== EXERCISE INSTRUCTIONS ==
Reproduce all of the items below line for line, leaving the pictures out of your output.

[Start DATA RECORDS]

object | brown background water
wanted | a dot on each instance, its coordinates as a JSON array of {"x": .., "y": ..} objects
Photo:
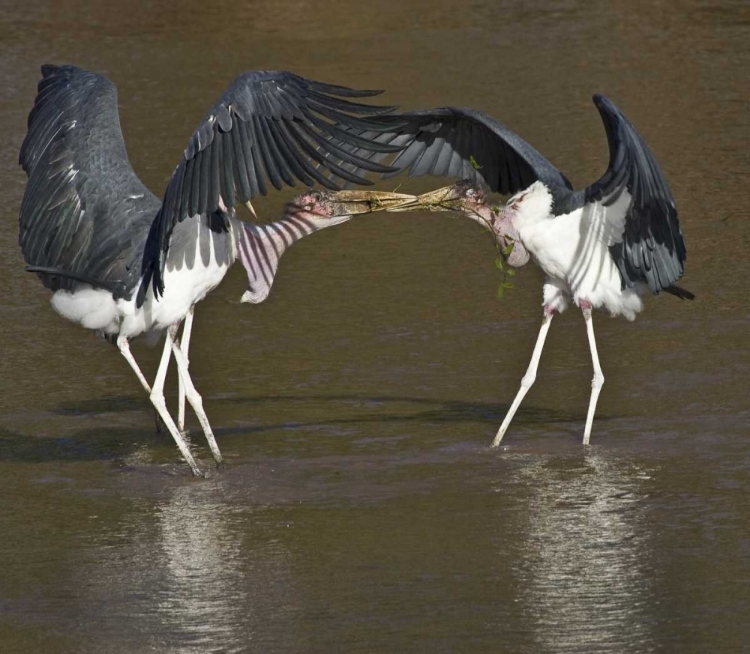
[{"x": 361, "y": 510}]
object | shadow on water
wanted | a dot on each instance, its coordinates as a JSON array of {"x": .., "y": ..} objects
[{"x": 116, "y": 443}]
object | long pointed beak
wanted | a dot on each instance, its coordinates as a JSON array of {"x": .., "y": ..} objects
[
  {"x": 447, "y": 198},
  {"x": 359, "y": 202}
]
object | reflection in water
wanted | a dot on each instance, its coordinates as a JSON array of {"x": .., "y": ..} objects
[
  {"x": 583, "y": 576},
  {"x": 182, "y": 577},
  {"x": 200, "y": 554}
]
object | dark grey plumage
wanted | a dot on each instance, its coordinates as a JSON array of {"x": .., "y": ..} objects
[
  {"x": 87, "y": 217},
  {"x": 273, "y": 126},
  {"x": 84, "y": 212},
  {"x": 460, "y": 142}
]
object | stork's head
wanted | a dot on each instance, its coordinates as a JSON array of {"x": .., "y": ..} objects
[{"x": 532, "y": 204}]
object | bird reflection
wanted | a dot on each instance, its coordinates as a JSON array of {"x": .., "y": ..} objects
[
  {"x": 583, "y": 575},
  {"x": 183, "y": 572}
]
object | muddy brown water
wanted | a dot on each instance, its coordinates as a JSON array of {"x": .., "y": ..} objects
[{"x": 361, "y": 509}]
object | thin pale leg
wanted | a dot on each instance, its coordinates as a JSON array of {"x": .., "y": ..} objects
[
  {"x": 184, "y": 345},
  {"x": 157, "y": 399},
  {"x": 598, "y": 380},
  {"x": 124, "y": 346},
  {"x": 528, "y": 378},
  {"x": 196, "y": 401}
]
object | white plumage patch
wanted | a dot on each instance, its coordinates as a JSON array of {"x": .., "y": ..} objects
[
  {"x": 94, "y": 308},
  {"x": 573, "y": 250}
]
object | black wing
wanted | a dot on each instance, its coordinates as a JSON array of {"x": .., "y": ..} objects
[
  {"x": 465, "y": 143},
  {"x": 652, "y": 249},
  {"x": 271, "y": 127},
  {"x": 85, "y": 213}
]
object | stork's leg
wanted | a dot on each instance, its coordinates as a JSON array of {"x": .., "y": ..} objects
[
  {"x": 124, "y": 346},
  {"x": 157, "y": 395},
  {"x": 196, "y": 401},
  {"x": 528, "y": 378},
  {"x": 598, "y": 380},
  {"x": 184, "y": 345}
]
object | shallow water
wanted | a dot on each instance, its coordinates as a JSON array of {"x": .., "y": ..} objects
[{"x": 361, "y": 509}]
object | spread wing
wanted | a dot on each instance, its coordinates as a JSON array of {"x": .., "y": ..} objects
[
  {"x": 85, "y": 214},
  {"x": 267, "y": 128},
  {"x": 649, "y": 247},
  {"x": 464, "y": 143}
]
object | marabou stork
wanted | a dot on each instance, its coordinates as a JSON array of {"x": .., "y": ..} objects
[
  {"x": 603, "y": 246},
  {"x": 122, "y": 262}
]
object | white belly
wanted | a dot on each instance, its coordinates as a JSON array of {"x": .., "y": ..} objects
[
  {"x": 183, "y": 287},
  {"x": 579, "y": 262}
]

[End DATA RECORDS]

== RESPONSE ==
object | brown background water
wanted | a dot on each instance, its coordinates as a JSON array of {"x": .., "y": ..} objects
Photo:
[{"x": 361, "y": 510}]
object | shadow on water
wanted | a dot on each instance, its coordinates as a JSON array of {"x": .., "y": ..} objects
[{"x": 116, "y": 443}]
object | long pointed beak
wanted | a dot on each instance, its coordinates as a JSON array of {"x": .., "y": ..} objects
[
  {"x": 447, "y": 198},
  {"x": 359, "y": 202}
]
object | reflection in water
wanted | a dot on each instance, its coordinates as a JSON array of {"x": .., "y": ..} objects
[
  {"x": 583, "y": 576},
  {"x": 182, "y": 577},
  {"x": 200, "y": 554}
]
object | dark grey plumage
wanted | a dot on each instance, its coordinates as a JSON array of {"x": .., "y": ..} objects
[
  {"x": 87, "y": 217},
  {"x": 273, "y": 126},
  {"x": 84, "y": 212},
  {"x": 460, "y": 142}
]
object | stork's head
wanted | a dot on each instance, its coordinates as a JSON array of {"x": .., "y": ..} objects
[{"x": 532, "y": 204}]
object | bird reflection
wanted | a dot on each instance, its coordinates as a JSON array of {"x": .., "y": ..} objects
[
  {"x": 583, "y": 575},
  {"x": 183, "y": 572}
]
object | muddy brown water
wanted | a dot on each instance, its coordinates as a JSON array of {"x": .., "y": ..} objects
[{"x": 361, "y": 509}]
object | thin pale leg
wanted | a dot on each instance, its coordinates as a JSON array of {"x": .., "y": ..} objects
[
  {"x": 184, "y": 345},
  {"x": 157, "y": 399},
  {"x": 598, "y": 380},
  {"x": 124, "y": 346},
  {"x": 528, "y": 378},
  {"x": 196, "y": 401}
]
object | white plumage patch
wanted | a dot on each instance, its coordinates as a JSON array of {"x": .., "y": ..} objects
[
  {"x": 94, "y": 308},
  {"x": 573, "y": 250}
]
object | black wing
wanted | a dot on each instance, its coordinates as a JSON array of {"x": .., "y": ..} objects
[
  {"x": 465, "y": 143},
  {"x": 652, "y": 249},
  {"x": 271, "y": 127},
  {"x": 85, "y": 213}
]
object | stork's leg
wanted | a dot on each instance, its coordinates as a JSON array of {"x": .., "y": ..} objects
[
  {"x": 124, "y": 346},
  {"x": 157, "y": 395},
  {"x": 196, "y": 401},
  {"x": 528, "y": 378},
  {"x": 598, "y": 380},
  {"x": 184, "y": 345}
]
object | shallow water
wanted | a dot on each instance, its coordinates as a JSON array of {"x": .., "y": ..} objects
[{"x": 361, "y": 509}]
object | spread wing
wanted | a dot on each instance, its coordinates as a JSON array of {"x": .., "y": ..} objects
[
  {"x": 85, "y": 214},
  {"x": 267, "y": 128},
  {"x": 649, "y": 247},
  {"x": 464, "y": 143}
]
object | marabou stork
wanted | a dot on each instance, its coordinates as a JSON array of {"x": .., "y": ..} objects
[
  {"x": 603, "y": 246},
  {"x": 122, "y": 262}
]
object | white belly
wanted | a dot on each instance, its coordinates as a JSON array of {"x": .., "y": ..} objects
[
  {"x": 183, "y": 287},
  {"x": 579, "y": 262}
]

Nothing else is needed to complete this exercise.